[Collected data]
____

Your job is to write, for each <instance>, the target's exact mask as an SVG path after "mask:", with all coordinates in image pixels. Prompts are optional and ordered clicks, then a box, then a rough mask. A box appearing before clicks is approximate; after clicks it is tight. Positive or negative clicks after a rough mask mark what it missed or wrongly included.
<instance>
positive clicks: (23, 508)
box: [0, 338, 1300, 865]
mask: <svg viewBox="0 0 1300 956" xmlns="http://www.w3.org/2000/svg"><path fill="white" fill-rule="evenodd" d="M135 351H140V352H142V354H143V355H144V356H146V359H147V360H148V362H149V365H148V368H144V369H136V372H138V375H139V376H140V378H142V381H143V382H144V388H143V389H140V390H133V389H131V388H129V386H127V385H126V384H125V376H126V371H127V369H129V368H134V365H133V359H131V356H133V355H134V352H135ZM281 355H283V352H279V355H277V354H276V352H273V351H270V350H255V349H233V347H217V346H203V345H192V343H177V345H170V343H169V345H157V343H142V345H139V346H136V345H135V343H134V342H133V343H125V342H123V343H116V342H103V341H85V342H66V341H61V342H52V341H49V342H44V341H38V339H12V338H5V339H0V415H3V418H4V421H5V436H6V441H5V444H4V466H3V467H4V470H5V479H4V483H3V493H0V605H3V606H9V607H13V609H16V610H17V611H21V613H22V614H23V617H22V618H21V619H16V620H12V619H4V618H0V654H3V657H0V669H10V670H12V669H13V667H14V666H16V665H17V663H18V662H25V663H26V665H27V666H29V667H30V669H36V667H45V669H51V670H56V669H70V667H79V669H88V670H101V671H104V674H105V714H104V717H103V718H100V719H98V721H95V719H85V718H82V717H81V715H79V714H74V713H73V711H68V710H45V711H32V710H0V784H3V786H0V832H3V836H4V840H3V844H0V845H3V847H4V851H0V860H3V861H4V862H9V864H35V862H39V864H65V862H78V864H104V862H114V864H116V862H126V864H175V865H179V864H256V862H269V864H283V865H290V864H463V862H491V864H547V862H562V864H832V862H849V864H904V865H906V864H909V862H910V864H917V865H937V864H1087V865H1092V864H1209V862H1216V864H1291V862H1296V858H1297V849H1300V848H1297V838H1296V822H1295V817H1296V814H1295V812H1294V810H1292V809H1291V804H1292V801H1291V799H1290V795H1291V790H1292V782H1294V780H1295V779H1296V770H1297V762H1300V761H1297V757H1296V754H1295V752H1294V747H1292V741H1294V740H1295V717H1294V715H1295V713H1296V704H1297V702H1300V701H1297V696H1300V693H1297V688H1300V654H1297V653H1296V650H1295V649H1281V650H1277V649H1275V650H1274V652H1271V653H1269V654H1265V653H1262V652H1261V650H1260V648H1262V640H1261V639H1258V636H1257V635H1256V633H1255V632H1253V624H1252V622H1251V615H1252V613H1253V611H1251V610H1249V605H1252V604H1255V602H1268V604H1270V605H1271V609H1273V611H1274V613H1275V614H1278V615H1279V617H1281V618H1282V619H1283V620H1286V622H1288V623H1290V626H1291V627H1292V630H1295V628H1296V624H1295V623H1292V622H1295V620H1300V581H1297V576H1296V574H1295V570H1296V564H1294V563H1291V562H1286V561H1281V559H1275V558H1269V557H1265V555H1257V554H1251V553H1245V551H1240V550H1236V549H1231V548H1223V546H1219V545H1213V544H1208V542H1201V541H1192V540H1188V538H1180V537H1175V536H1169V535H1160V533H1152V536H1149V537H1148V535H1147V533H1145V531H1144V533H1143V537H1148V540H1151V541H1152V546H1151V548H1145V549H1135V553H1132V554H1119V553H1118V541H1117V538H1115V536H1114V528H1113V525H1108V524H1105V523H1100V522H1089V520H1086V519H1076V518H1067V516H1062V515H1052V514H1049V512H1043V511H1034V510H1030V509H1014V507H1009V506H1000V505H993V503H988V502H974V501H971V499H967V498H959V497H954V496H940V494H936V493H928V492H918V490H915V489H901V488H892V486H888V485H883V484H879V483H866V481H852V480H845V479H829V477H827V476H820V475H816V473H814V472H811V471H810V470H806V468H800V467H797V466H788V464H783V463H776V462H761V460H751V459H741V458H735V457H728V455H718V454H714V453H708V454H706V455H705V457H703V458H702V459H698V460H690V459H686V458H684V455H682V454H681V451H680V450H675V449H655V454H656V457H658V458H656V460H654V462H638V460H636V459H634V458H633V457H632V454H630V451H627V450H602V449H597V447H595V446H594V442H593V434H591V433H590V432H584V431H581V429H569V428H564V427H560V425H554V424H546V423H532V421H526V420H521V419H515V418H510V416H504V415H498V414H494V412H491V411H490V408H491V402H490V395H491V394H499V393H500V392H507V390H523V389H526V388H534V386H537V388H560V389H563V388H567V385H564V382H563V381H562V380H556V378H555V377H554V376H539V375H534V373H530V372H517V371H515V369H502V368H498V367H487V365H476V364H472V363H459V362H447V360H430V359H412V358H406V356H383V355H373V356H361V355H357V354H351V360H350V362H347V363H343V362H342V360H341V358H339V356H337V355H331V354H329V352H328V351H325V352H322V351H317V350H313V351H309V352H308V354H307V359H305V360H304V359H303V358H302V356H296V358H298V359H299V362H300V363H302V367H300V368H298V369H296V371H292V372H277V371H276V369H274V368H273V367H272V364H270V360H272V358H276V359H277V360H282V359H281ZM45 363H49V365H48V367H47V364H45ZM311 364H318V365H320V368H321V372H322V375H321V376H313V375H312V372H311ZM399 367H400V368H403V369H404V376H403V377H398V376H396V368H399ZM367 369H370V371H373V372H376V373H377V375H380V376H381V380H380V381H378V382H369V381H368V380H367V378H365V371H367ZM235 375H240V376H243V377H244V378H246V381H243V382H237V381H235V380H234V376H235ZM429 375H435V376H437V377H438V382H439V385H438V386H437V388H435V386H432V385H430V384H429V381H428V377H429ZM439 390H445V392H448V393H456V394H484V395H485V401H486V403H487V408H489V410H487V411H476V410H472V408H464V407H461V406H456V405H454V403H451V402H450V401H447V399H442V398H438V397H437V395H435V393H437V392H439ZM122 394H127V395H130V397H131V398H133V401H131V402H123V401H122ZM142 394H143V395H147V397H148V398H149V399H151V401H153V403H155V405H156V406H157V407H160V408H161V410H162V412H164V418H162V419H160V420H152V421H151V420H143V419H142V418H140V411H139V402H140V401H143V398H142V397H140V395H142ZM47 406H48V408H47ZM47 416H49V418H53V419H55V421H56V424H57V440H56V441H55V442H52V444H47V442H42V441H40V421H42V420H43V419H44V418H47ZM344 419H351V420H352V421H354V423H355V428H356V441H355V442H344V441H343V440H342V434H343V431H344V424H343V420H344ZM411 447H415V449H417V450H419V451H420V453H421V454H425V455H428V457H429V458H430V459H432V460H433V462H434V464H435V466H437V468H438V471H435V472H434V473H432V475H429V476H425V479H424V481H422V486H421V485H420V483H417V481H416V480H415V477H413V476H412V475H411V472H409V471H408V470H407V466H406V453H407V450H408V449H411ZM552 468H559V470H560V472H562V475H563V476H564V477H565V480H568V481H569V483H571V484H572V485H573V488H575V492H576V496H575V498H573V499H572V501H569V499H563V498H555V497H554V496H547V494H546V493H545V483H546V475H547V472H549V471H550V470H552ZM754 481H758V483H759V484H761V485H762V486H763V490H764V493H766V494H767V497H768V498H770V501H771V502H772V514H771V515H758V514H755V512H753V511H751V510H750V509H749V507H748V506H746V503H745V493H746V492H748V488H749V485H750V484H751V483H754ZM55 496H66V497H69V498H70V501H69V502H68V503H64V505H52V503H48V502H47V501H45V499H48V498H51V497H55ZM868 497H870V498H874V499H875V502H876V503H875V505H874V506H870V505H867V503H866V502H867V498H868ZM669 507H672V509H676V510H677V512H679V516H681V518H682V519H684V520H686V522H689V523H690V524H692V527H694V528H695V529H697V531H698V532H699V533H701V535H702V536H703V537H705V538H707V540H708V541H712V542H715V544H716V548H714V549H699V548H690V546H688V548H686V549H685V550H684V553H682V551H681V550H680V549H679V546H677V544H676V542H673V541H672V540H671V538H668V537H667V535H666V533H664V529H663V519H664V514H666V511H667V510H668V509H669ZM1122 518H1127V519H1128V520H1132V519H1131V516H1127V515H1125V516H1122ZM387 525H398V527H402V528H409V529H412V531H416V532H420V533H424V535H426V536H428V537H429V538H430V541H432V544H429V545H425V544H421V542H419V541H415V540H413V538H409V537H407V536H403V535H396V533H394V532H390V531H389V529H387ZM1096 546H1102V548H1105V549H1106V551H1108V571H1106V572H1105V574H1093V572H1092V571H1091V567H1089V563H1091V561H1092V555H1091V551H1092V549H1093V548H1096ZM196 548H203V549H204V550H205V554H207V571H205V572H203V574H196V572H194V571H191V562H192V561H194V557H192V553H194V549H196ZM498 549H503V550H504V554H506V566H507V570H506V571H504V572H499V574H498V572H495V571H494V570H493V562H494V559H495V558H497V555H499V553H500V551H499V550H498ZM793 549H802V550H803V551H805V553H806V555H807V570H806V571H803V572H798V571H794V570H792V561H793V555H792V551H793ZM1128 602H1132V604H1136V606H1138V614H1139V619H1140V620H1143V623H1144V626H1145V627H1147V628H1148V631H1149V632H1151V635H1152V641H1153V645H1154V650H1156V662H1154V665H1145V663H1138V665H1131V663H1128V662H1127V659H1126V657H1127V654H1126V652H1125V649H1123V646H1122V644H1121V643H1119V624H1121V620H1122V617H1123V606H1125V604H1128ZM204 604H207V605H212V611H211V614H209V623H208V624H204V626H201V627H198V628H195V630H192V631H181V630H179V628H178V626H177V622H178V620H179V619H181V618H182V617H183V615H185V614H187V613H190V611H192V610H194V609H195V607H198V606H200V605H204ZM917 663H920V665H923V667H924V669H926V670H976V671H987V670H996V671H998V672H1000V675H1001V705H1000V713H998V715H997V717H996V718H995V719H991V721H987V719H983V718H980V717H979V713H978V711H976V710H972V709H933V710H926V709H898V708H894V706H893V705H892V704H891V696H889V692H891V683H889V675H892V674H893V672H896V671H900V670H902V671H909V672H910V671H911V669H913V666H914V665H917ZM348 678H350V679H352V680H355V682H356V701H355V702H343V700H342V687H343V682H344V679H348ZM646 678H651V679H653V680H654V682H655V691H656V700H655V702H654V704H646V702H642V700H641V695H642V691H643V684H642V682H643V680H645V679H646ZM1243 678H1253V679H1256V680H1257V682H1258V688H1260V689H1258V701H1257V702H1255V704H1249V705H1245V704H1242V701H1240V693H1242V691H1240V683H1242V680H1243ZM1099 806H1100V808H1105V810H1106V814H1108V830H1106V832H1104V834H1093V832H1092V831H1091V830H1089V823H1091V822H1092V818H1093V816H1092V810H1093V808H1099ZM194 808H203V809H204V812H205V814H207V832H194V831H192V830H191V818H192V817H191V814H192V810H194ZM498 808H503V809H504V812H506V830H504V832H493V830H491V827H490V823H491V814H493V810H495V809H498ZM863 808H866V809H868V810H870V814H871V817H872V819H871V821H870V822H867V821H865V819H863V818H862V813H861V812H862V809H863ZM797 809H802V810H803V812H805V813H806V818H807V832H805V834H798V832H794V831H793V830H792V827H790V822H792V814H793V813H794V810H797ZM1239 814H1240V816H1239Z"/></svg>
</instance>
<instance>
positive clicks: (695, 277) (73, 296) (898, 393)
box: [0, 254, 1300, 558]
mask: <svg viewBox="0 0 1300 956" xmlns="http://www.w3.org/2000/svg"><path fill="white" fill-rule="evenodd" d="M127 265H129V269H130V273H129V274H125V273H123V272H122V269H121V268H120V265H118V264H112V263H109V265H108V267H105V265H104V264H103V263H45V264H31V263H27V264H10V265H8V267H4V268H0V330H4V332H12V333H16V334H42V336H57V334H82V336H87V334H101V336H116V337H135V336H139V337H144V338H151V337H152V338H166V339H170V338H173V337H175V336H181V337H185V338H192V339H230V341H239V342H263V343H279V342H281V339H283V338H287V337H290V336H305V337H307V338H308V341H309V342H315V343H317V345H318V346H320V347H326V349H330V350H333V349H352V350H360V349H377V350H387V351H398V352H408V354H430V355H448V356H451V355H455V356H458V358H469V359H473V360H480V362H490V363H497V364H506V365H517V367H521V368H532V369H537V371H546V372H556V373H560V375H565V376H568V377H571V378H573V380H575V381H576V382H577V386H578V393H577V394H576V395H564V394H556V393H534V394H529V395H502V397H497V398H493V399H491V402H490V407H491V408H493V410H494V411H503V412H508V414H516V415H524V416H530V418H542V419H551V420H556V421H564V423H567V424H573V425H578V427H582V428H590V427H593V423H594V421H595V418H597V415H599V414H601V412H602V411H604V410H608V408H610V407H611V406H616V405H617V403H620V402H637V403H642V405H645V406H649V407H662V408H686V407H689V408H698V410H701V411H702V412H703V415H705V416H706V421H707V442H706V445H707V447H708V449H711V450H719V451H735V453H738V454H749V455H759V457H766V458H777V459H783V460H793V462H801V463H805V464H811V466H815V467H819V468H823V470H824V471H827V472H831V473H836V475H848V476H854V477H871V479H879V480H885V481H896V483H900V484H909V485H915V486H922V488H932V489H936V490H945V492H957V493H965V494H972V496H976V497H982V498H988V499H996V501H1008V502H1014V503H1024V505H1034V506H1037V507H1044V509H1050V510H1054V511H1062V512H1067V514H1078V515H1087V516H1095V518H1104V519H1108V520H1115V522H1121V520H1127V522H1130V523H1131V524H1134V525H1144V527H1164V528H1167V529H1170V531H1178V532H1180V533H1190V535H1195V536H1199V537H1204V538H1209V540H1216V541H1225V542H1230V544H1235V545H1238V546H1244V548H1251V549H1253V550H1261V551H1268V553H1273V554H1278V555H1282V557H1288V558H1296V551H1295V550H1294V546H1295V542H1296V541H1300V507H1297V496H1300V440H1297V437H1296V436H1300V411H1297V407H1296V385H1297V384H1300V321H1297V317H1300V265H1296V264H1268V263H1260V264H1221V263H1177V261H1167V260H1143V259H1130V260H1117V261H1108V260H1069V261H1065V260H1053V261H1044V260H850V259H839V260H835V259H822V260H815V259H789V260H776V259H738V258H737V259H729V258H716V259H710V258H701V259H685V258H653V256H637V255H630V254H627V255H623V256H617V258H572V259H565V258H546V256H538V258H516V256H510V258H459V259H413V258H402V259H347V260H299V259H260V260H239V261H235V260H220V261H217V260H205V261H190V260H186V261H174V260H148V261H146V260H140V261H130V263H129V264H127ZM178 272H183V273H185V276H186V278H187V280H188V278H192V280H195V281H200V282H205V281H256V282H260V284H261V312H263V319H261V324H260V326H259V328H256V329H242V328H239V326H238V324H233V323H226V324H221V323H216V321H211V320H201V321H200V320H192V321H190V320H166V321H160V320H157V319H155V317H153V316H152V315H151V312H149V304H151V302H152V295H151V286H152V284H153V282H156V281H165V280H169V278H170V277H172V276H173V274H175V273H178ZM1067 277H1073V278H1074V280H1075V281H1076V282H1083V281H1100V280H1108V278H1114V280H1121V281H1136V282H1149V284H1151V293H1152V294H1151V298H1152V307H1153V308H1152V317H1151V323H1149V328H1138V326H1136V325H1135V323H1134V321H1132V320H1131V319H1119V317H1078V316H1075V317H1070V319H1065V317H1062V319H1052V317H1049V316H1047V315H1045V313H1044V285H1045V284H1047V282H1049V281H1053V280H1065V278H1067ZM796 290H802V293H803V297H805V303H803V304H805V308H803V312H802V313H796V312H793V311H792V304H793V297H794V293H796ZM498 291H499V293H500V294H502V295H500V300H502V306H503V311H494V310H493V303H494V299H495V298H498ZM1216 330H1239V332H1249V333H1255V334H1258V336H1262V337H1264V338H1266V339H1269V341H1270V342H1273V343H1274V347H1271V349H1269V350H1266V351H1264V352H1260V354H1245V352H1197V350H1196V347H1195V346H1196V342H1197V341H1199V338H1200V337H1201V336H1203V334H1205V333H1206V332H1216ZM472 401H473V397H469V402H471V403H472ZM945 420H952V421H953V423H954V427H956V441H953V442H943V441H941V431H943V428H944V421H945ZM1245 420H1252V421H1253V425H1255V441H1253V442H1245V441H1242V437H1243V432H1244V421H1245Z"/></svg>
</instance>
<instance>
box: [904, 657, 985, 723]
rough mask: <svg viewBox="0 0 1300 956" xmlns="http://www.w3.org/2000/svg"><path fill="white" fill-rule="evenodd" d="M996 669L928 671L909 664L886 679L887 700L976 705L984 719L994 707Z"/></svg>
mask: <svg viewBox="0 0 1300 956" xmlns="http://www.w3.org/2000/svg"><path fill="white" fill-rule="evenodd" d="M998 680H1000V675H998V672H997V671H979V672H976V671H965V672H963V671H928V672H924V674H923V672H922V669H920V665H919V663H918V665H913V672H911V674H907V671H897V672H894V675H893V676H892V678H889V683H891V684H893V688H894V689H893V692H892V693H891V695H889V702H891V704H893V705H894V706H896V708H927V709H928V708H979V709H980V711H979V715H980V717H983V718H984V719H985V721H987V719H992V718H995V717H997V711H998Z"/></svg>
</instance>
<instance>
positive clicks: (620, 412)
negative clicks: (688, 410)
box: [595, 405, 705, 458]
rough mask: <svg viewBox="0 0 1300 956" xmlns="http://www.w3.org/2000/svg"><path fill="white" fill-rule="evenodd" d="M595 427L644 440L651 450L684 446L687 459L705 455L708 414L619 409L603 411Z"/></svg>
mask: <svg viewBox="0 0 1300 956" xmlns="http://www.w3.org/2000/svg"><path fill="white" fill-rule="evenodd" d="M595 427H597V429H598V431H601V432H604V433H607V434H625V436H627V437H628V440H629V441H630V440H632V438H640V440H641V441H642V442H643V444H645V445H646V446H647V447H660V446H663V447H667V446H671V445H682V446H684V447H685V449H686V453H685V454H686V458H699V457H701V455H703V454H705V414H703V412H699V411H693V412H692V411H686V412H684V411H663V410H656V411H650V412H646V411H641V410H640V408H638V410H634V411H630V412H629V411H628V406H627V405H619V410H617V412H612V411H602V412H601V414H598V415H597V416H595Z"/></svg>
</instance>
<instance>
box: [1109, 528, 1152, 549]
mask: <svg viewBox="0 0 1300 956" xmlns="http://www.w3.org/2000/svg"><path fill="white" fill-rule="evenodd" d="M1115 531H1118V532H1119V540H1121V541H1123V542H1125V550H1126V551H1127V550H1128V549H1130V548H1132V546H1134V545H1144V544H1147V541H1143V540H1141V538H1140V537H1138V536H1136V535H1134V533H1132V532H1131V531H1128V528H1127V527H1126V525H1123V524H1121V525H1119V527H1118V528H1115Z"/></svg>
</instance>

____

## WHAT TO DO
Each line from the top of the data, up to and including the line that contains "positive clicks: (23, 508)", should be set down exactly.

## ANSWER TO THIS PROBLEM
Your job is to write, for each <instance>, the target's exact mask as an SVG path after "mask:", with all coordinates in image pixels. Prompts are optional and ordered clicks, then a box, then a rough mask. A box appearing before clicks is approximate; after clicks it is tight. Positive or negative clicks after a rough mask mark what it missed or wrongly included.
<instance>
positive clicks: (23, 508)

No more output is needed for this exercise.